_TASK PROMPT_: Count the lines below that contain the word "Draw". Reply with the number alone.
-- BEGIN INFORMATION GIVEN --
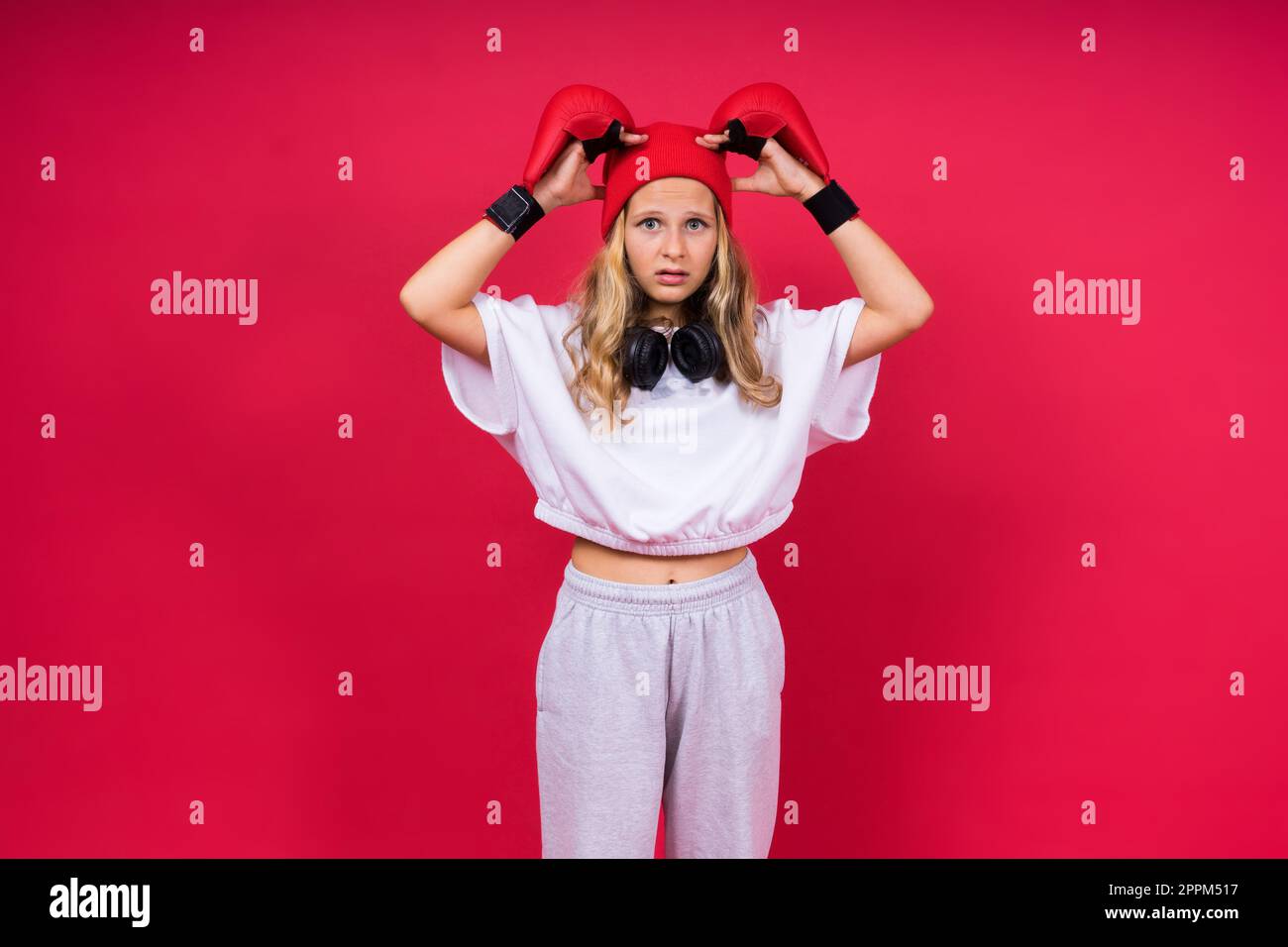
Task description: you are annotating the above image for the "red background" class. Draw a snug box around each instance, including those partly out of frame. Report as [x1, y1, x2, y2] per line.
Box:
[0, 1, 1288, 857]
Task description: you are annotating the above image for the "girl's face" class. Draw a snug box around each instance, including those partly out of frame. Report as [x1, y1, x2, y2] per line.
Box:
[626, 177, 716, 307]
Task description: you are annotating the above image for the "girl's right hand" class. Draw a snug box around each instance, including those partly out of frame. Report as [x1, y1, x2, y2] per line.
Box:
[532, 129, 648, 214]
-- END INFORMATION GIVEN --
_RIGHT ANSWER_: 3